> [Esercizi]
a) Secondo l'intervista sulla nuova sinistra, a che cosa è dovuta soprattutto l'antipolitica?
b) Trascriva dall'intervista sulla nuova sinistra il passo che inizia con "E che forma" e prosegue fino a "riferisci a Grillo?".
c) Continui l'intervista sulla nuova sinistra dopo l'ultima battuta riportata.

> [Testo selezionato]
==========
In sintesi. Credo che tutto questo debba essere acquisito una volta per tutte. Dopodiché occorre tornare ad indagare la realtà, quella di oggi. Che ci racconta come, nonostante tutto, ci sia una fortissima domanda di beni comuni. C'è insomma la possibilità di riprendere un'idea, un progetto per il quale le sorti di questo pianeta, le condizioni di come ci si vive, le sue risorse, a cominciare da quelle idriche e ambientali, la sua convivenza pacifica può tornare a costituire un tessuto collettivo. Che tutto questo può tornare a diventare un'idea forte che appartiene a tutti.

Prima parlavi della necessità di liberarsi dai "vincoli". Ma anche il socialismo europeo può essere considerato tale, non trovi?
Beh, facendo un paragone chiunque capisce che la storia del socialismo europeo è stata meno dirigista, il suo dibattito interno più libero. Ma non mi sottraggo e ti dico che anche qui, ci sono grandi ombre. Che riguardano il passato, ma anche l'oggi. Riguardano soprattutto la sua insufficiente capacità innovativa. Sì, una nuova sinistra deve guardare oltre. Ti ripeto: oltre tutto ciò che è stato acquisito.

E che forma dovrà avere questa nuova sinistra italiana?
So che deve essere coraggiosa, generosa. Deve essere più aperta. Le forme? Possiamo anche imparare dall'esperienza delle primarie. Non per copiarla, certo, ma per imparare qualcosa. In ogni caso dobbiamo accettare il fatto che la voglia di contare, nella sinistra, si estende molto al di là di ciò che oggi organizzano i partiti. E' una voglia di contare che sta ricomparendo, dopo un anno e mezzo di delusioni, di frustrazioni generate da questo governo. Sta ricomparendo a dispetto di quei fenomeni tanto enfatizzati dai media...

Ti riferisci a Grillo?
Io so solo che l'antipolitica è dovuta soprattutto al comportamento della politica. Sicuramente ai suoi costi, sul quale è sacrosanto intervenire. Ma non solo su quello.

Da cosa dipende allora?
==========
[Dati di localizzazione con un punto per istanza]
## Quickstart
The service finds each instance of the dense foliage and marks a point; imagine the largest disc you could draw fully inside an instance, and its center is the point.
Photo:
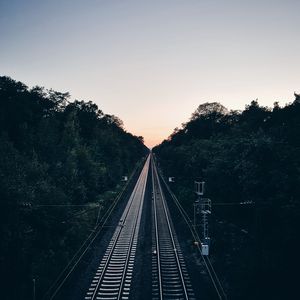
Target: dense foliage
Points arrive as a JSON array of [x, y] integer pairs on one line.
[[52, 152], [250, 156]]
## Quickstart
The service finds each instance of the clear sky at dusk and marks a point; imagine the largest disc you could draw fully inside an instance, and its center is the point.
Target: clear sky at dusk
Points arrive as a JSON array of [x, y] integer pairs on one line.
[[153, 62]]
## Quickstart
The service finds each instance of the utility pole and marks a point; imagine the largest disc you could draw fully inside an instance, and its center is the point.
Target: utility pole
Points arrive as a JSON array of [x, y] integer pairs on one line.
[[202, 206], [33, 287]]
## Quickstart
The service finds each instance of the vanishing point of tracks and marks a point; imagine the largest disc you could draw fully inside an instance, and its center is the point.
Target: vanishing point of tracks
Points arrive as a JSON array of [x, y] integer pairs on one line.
[[170, 280]]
==========
> [Soluzioni degli esercizi]
a) Al comportamento della politica.

b)
E che forma dovrà avere questa nuova sinistra italiana?
So che deve essere coraggiosa, generosa. Deve essere più aperta. Le forme? Possiamo anche imparare dall'esperienza delle primarie. Non per copiarla, certo, ma per imparare qualcosa. In ogni caso dobbiamo accettare il fatto che la voglia di contare, nella sinistra, si estende molto al di là di ciò che oggi organizzano i partiti. E' una voglia di contare che sta ricomparendo, dopo un anno e mezzo di delusioni, di frustrazioni generate da questo governo. Sta ricomparendo a dispetto di quei fenomeni tanto enfatizzati dai media...

Ti riferisci a Grillo?

c)
Ma ti rendi conto che sono 15 anni che si discute di come cambiare le regole, che poi significa quasi solo quale legge elettorale adottare? Tema importante, certo ma che ha fatto ininfluente tutto il resto.

Che c'è in questo "resto"?
C'è il tema del lavoro, della sua rappresentanza sociale ma anche della sua rappresentanza politica. In disparte sono finiti i temi del sapere, del'informazione, dell'ambiente.

Di questo si deve occupare la sinistra?
Ovvio. Mettendoci anche un tema sul quale c'è bisogno di ricominciare una discussione approfondita.

Quale?
Il tema del governo.

Che vuoi dire?
Ancora l'intervista di Giordano. Lui dice che il governo è una variabile, non l'obiettivo della politica. Non la penso così. L'azione dei partiti è sempre stata tesa a diventare "governo". Altrimenti si hanno risultati effimeri. Certo, la storia del Pci e di tutta la sinistra racconta che si può cambiare la società anche stando all'opposizione, ma l'obiettivo deve essere quello di trasformare il paese. Utilizzando anche, e non solo, il governo.

Dimmi la verità Berlinguer: pensi che i ritardi nella costruzione della "cosa rossa" dipendano anche da differenze di impostazione, come quella che hai appena descritto?
Diversità ci sono. Nulla però che non possa essere risolto in un confronto ampio, serio. Purtroppo i ritardi credo che dipendano anche da altro. Da inerzie, da sedimentazioni. Di chi si attarda a difendere la propria identità.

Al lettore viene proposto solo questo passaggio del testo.